**Text under study:**
***

The original creative team behind Generation X, Scott Lobdell and Chris Bachalo, intended Penance to be named Yvette and originate from Yugoslavia. This was never directly revealed in the comic, with Penance's identity as Monet St. Croix being made by the subsequent creative team.

== Reception ==
- In 2014, Entertainment Weekly ranked M/Penance 72nd in their "Let's rank every X-Man ever" list.
- In 2018, CBR.com ranked Lady Penance 18th in their "Age Of Apocalypse: The 30 Strongest Characters In Marvel's Coolest Alternate World" list.
- CBR ranked Monet St. Croix 6th in their "10 Greatest X-Men Introduced in the 90s, Ranked", 9th in "10 Most Underrated X-Men Characters", 7th in "Best X-Men With The Strangest Mutant Powers, Ranked", 8th in "The 10 Smartest X-Men Characters of All Time, Ranked from Least to Most Intelligent"and 1st in X-Men Magneto respects. Her love triangle with Siryn and Madrox was ranked 9th in "10 Best X-Men Love Triangles".

***

**Excerpted data:**

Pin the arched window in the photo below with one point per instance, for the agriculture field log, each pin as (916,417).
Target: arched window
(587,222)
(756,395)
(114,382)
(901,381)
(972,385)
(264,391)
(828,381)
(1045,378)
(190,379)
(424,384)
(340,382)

***

**Problems and tasks:**
1. Answer these questions from the text about Penance:
(a) Which two people made up the original creative team behind Generation X?
(b) What name and place of origin did that team intend for Penance?
(c) Where did Entertainment Weekly rank M/Penance in 2014?
2. List every title given in quotation marks in the text about Penance.
3. Write what comes next in the text about Penance, starting right after its last sentence.
The records are a separate set of material from the text about Penance.

**Task responses:**
1.
(a) Scott Lobdell and Chris Bachalo.
(b) The name Yvette, and Yugoslavia as her origin.
(c) 72nd, in its "Let's rank every X-Man ever" list.

2.
- "Let's rank every X-Man ever"
- "Age Of Apocalypse: The 30 Strongest Characters In Marvel's Coolest Alternate World"
- "10 Greatest X-Men Introduced in the 90s, Ranked"
- "10 Most Underrated X-Men Characters"
- "Best X-Men With The Strangest Mutant Powers, Ranked"
- "The 10 Smartest X-Men Characters of All Time, Ranked from Least to Most Intelligent"
- "10 Best X-Men Love Triangles"

3.
- Screen Rant ranked Monet St. Croix 10th in three lists regarding her strength amongst X-Men characters, 6th in "10 Great Unused X-Men Heroes The MCU Can't Ignore", 7th in "12 Most Powerful Mutant Heroes to Ever Join the Avengers", 10th in "The '90s Were Great to X-Men, And These 10 Superheroes Show Why", 9th in "10 Marvel and DC Heroes You Didn't Realize Were Super Rich", and included her in "X-Men: 10 Mutants Who Are Close To Being Omega Level" and "10 X-Men the MCU Must Adapt".
- Comicbook.com ranked Monet 7th in "7 Great X-Men Heroes Nobody Talks About" and 4th in "7 Great X-Men You Forgot Were Awesome".

=== Muslim ===
Academic engagement with the character has been limited. In a 2021 doctoral dissertation, Safiyya Hosein noted that although Monet debuted in 1994, her Muslim identity went unaddressed in the comics for over two decades, only becoming explicit in the 2015 Uncanny X-Men storyline "The Burning World," written by G. Willow Wilson. Hosein read Monet's casual references to drinking wine and getting manicures, set against her recitation of the Fatiha during a moment of crisis, as marking her as a secular or culturally Muslim character rather than a practicing one, and contrasted this with the more orientalized portrayal of fellow X-Men member Dust.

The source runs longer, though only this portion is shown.